Quoted passage ::
━━━

SAN DIEGO COUNTY, Calif. — The San Diego City Council voted unanimously Tuesday to approve allocating $12.8 million in federal coronavirus relief money to the city's small business relief fund.
On Monday, the council voted 8-1 to approve Mayor Kevin Faulconer's revised budget, including a $27 million increase in police funding.
The mayor held a briefing in which he touched on both of the council's votes.
The city fund launched March 27 and accepted applications from small businesses impacted by COVID-19 for three weeks. It received more than 10,000 applications, "far exceeding available funding," a city staff report said. The council had allocated $6.1 million on March 24 to be doled out in increments from $1,000 to $10,000 in grants, and forgivable or low- to zero- interest-rate loans to eligible small businesses for working capital.
San Diego has received $248.45 million from the federal Coronavirus Aid, Relief, and Economic Security Act, and $12.8 million of that money will go toward the fund.
To be eligible, a business must have fewer than 100 employees, be impacted financially by the COVID-19 pandemic and must be based in the city of San Diego.
As of Monday, the fund has given assistance to 273 businesses "with proven financial hardship" with an average staff of 7.2 full-time employees, city officials said.

━━━

Material provided ::
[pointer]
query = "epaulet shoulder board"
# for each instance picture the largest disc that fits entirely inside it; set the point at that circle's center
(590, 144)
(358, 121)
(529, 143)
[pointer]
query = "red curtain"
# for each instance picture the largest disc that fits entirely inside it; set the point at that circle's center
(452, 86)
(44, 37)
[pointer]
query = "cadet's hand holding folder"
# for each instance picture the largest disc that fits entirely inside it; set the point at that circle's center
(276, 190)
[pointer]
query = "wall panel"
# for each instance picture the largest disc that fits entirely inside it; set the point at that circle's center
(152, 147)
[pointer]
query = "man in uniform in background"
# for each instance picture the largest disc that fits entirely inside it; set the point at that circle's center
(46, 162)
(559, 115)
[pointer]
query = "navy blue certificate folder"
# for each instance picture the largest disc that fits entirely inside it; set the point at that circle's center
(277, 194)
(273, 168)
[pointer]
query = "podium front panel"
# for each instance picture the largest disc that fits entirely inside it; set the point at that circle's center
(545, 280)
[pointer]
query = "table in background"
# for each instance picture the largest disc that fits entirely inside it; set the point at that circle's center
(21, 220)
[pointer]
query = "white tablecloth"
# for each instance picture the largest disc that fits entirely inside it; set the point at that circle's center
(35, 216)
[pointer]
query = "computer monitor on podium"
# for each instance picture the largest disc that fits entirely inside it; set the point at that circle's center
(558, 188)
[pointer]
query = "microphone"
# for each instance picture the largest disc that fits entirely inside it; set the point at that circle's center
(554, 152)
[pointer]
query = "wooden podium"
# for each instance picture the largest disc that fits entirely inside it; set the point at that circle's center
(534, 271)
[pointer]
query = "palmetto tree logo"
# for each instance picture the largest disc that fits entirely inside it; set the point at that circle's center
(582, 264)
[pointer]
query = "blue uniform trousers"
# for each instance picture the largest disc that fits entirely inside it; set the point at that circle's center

━━━

Problem set ::
- A) In the article on San Diego's small business relief fund, how many applications did the city fund receive?
- B) Rewrite the paragraph of the article on San Diego's small business relief fund that begins "The city fund launched March 27" as a short bulleted list that keeps its main facts.

Task-by-task answers ::
- A) More than 10,000.

- B)
- The city fund launched March 27 and took applications from small businesses impacted by COVID-19 for three weeks.
- It received more than 10,000 applications, "far exceeding available funding," according to a city staff report.
- On March 24 the council had allocated $6.1 million for eligible small businesses' working capital.
- The money was to be given in amounts of $1,000 to $10,000, as grants and as forgivable or low- to zero-interest-rate loans.